Work to complete:
Each entry here is to be restated word for word.

Given entries:
+ + + + +

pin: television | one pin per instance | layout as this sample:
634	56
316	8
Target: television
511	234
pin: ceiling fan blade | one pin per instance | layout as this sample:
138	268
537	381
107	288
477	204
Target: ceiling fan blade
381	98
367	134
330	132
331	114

+ + + + +

Written response:
pin: television | one pin per instance | layout as this sample:
634	56
316	8
Target: television
511	234
pin: ceiling fan blade | one pin per instance | layout as this sample:
138	268
537	381
107	288
477	204
Target: ceiling fan blade
381	98
367	134
330	132
331	114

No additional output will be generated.